Task to carry out |
Locate each line in the rows below that contains the word "black" and copy it out in full. Match case exactly.

The data |
________________
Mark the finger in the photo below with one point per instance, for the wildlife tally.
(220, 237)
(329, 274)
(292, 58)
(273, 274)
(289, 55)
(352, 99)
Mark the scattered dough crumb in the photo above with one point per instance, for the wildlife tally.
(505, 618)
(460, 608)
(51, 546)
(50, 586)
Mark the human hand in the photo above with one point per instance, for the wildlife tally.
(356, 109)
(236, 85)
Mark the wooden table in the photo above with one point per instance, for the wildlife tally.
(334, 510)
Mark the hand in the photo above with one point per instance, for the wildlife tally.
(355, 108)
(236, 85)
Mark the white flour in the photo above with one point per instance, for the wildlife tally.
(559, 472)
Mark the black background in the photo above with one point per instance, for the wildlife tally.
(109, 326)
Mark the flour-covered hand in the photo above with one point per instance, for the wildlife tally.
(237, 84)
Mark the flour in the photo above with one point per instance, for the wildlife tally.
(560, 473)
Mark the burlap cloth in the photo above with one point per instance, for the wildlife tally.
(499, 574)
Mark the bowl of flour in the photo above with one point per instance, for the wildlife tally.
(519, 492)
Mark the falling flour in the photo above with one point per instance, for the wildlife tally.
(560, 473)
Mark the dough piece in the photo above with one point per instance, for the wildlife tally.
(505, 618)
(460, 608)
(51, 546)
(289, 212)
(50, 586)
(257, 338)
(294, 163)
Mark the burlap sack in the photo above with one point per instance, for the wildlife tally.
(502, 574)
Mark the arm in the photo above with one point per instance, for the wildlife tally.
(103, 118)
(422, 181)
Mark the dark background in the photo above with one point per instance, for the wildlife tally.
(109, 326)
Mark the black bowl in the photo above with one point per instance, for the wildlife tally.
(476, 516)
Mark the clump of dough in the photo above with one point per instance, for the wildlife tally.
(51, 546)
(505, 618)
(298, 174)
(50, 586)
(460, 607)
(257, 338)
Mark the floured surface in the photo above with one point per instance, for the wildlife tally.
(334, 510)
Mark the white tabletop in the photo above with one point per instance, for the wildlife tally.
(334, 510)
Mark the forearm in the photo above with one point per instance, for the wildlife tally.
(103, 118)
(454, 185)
________________
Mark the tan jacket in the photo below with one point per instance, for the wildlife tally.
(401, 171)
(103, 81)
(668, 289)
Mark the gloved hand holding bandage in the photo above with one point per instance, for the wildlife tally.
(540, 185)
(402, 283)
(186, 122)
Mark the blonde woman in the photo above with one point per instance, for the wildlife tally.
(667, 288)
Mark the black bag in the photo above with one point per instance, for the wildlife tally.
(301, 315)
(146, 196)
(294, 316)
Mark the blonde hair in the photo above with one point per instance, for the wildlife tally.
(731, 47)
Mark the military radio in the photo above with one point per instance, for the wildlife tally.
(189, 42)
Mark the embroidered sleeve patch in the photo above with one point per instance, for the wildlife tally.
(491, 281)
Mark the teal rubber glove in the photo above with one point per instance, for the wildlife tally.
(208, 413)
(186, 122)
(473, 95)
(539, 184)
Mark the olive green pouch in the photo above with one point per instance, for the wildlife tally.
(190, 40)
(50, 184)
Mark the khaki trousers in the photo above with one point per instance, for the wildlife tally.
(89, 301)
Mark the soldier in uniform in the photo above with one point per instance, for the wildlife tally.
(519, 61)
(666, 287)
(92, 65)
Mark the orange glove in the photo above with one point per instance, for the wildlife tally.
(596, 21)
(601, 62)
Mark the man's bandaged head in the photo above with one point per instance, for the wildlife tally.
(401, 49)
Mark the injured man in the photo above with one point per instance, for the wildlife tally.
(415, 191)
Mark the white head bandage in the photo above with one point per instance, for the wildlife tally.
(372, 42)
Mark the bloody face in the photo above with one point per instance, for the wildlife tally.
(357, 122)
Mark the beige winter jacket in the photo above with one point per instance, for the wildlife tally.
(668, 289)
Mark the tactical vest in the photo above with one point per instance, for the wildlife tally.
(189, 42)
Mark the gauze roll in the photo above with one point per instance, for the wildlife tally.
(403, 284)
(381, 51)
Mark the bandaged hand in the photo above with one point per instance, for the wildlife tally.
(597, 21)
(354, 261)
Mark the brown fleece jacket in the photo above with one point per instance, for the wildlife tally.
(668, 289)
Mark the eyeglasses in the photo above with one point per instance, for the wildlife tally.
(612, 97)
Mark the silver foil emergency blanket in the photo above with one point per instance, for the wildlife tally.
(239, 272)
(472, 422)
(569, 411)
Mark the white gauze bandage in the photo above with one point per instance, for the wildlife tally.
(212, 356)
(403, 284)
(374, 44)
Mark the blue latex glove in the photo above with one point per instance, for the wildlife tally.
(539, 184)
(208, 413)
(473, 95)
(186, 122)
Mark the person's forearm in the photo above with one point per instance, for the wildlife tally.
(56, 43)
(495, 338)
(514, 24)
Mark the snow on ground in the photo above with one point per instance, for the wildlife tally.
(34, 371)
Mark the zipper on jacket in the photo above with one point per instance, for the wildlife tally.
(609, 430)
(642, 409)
________________
The reply |
Mark the black background in the photo above with one point per instance, for the wildlife tally.
Mark the black bowl in the photo above with one point per instance, for the wildlife tally.
Mark the black bag in the photo above with one point per instance, for the wildlife tally.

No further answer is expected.